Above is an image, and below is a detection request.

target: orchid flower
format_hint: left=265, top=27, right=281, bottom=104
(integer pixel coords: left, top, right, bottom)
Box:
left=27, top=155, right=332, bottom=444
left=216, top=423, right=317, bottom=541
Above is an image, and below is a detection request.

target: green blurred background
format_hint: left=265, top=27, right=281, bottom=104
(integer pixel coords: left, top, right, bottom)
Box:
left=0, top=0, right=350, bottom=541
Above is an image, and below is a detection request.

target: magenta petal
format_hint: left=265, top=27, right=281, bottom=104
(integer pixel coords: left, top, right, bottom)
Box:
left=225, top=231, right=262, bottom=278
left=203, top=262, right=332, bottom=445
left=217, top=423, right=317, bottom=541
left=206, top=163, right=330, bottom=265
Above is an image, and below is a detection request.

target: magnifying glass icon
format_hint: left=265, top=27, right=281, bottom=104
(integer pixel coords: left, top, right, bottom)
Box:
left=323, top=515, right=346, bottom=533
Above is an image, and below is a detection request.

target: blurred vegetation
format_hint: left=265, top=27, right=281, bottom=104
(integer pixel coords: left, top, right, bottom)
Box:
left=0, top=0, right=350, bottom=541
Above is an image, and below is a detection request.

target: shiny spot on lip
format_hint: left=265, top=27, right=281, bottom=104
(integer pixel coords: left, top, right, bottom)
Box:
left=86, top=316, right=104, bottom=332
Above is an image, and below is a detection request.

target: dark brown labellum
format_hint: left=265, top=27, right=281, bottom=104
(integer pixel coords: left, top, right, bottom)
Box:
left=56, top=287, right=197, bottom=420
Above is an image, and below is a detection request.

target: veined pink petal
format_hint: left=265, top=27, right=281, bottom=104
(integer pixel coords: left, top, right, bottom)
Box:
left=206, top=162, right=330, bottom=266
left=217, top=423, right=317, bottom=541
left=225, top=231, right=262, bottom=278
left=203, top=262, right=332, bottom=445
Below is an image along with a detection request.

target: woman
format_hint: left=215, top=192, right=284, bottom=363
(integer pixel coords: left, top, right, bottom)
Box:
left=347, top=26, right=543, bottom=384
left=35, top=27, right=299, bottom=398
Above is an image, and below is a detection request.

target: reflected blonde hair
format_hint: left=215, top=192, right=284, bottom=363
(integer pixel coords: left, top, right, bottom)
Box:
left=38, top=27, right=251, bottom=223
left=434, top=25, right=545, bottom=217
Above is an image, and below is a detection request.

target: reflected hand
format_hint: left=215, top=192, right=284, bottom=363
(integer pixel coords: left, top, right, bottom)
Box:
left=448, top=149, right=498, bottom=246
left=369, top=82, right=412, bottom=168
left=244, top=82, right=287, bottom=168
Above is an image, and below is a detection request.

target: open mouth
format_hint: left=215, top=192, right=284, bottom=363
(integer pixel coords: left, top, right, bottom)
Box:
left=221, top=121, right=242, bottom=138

• • • •

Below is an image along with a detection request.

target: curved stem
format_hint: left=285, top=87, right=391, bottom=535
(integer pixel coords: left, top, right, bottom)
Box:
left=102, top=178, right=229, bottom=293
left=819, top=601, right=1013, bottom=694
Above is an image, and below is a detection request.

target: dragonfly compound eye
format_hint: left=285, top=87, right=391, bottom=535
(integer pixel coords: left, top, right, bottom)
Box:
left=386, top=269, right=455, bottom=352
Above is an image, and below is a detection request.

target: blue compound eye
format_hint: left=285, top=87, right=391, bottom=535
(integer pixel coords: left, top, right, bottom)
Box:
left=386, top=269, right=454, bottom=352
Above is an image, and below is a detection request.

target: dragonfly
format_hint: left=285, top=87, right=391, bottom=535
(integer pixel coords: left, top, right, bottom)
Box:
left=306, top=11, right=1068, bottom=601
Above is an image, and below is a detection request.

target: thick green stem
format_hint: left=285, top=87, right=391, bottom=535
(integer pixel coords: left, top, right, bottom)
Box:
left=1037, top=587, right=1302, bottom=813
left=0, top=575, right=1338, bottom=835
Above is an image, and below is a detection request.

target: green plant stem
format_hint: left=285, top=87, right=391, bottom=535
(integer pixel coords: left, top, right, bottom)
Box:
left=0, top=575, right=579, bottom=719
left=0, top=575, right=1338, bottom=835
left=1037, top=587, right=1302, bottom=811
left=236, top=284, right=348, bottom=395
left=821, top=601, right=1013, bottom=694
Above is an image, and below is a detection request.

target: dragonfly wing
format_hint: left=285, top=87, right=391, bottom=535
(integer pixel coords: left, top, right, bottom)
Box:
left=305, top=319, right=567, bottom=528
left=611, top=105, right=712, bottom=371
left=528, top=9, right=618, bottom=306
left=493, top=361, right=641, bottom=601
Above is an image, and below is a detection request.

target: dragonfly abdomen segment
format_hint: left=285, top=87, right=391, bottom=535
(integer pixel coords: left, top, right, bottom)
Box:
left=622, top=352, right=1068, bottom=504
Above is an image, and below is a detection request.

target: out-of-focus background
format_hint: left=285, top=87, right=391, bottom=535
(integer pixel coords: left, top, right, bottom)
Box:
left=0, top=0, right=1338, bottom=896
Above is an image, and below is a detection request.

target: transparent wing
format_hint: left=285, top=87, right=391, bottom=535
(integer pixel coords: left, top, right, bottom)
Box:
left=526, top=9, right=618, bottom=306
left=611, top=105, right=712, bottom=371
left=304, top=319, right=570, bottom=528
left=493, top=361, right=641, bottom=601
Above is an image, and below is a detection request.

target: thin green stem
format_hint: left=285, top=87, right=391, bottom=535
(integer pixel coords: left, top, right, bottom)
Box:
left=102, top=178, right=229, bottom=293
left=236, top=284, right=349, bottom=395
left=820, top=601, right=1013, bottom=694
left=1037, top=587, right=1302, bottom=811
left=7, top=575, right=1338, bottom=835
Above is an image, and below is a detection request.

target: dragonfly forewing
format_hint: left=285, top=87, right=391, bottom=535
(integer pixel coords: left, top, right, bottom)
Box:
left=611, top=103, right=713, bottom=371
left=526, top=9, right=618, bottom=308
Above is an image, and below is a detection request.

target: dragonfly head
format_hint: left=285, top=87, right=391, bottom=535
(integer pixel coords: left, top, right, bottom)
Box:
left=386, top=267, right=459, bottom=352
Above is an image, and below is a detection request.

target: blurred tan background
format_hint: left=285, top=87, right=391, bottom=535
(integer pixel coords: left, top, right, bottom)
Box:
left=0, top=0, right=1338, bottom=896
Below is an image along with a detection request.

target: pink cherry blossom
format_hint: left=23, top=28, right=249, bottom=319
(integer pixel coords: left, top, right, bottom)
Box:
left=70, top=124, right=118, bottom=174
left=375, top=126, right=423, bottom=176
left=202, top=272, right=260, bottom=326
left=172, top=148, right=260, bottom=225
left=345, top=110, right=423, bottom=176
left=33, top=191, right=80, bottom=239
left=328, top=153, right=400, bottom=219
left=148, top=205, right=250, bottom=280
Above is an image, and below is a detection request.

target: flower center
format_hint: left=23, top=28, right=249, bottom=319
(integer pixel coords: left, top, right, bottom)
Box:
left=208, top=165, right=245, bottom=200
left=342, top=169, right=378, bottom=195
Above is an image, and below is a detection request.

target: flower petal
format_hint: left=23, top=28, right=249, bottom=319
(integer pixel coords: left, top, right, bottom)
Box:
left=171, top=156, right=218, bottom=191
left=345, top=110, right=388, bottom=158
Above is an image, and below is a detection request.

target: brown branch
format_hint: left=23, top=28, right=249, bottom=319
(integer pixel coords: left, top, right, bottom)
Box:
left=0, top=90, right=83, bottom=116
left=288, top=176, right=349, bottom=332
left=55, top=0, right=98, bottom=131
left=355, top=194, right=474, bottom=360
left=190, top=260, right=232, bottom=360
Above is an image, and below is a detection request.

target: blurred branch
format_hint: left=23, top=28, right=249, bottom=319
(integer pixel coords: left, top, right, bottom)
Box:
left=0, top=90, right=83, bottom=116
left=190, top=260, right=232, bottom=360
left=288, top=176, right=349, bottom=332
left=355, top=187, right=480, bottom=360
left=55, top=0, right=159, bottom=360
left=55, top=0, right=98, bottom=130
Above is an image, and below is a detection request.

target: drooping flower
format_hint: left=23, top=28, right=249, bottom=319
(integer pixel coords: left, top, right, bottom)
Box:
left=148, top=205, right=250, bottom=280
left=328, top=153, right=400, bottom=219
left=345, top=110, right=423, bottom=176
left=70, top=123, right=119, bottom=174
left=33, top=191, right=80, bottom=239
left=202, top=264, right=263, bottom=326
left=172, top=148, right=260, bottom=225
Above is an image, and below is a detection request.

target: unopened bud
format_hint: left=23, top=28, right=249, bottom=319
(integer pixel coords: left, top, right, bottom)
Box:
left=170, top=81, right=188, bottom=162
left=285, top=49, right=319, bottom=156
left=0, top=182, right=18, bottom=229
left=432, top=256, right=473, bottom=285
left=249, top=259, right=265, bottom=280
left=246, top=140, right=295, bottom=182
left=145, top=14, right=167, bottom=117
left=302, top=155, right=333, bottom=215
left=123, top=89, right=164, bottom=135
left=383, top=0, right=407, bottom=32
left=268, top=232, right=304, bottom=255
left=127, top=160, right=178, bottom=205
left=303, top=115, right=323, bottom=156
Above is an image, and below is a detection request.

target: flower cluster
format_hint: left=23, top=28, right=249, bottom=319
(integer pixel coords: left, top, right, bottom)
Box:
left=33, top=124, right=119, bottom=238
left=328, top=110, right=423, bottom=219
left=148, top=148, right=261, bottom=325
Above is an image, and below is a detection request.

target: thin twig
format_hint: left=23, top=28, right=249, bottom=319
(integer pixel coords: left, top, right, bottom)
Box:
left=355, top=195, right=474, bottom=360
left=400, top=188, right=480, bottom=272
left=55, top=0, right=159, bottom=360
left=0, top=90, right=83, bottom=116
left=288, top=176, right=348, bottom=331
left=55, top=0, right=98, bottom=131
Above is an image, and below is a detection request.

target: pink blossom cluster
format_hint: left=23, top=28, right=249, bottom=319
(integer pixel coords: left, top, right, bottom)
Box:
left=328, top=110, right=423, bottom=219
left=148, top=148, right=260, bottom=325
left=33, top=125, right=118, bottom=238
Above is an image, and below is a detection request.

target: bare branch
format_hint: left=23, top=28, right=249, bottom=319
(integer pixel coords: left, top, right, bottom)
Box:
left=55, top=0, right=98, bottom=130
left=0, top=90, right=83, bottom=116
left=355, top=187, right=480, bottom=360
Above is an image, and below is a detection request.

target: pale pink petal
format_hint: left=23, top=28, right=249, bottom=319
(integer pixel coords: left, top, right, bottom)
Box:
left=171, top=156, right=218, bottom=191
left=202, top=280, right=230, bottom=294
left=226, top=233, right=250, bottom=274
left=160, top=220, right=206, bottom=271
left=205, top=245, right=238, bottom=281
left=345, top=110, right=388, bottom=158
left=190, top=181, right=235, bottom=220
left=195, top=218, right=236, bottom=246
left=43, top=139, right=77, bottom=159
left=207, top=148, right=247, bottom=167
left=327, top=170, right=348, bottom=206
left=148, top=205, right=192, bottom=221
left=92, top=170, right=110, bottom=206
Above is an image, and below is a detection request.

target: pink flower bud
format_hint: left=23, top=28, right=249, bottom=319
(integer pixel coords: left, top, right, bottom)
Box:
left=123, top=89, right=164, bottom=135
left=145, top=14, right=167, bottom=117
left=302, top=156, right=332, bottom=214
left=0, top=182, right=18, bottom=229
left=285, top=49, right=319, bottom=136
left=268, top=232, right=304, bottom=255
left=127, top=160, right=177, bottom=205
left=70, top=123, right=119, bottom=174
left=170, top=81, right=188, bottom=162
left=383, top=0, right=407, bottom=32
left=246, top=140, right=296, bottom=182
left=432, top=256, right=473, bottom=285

• • • •

Given exercise => Gather every line in the material above that contains the word "background".

Written response =>
target: green blurred background
target: out-of-focus background
target: blurred tan background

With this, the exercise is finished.